_Instructions for the task_. Please find each line of the material below that contains the word "window", and copy those lines.

* begin *

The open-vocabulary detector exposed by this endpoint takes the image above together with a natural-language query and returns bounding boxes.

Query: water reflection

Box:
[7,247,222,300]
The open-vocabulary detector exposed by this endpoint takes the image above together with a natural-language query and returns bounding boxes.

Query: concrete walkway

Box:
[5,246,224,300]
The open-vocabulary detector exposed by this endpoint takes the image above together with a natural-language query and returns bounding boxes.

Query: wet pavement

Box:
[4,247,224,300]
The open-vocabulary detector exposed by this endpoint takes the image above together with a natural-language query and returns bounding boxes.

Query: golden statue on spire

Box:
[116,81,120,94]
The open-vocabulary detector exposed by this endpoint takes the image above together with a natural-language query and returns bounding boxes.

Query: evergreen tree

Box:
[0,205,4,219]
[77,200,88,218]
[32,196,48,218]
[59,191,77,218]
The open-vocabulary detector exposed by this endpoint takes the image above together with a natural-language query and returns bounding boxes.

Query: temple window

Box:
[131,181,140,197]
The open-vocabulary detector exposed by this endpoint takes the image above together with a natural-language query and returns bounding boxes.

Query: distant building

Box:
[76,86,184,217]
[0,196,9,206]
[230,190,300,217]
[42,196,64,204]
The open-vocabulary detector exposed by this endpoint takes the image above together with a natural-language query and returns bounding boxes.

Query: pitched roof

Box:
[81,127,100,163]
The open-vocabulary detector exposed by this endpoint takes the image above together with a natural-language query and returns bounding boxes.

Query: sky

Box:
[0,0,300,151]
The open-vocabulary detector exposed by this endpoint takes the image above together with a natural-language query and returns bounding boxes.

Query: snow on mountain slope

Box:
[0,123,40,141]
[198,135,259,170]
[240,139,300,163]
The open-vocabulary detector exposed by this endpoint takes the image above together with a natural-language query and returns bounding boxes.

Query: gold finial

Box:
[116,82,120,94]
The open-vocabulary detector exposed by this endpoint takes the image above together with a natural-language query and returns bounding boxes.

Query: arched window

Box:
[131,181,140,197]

* end *

_Task response_.
Query: temple window
Query: arched window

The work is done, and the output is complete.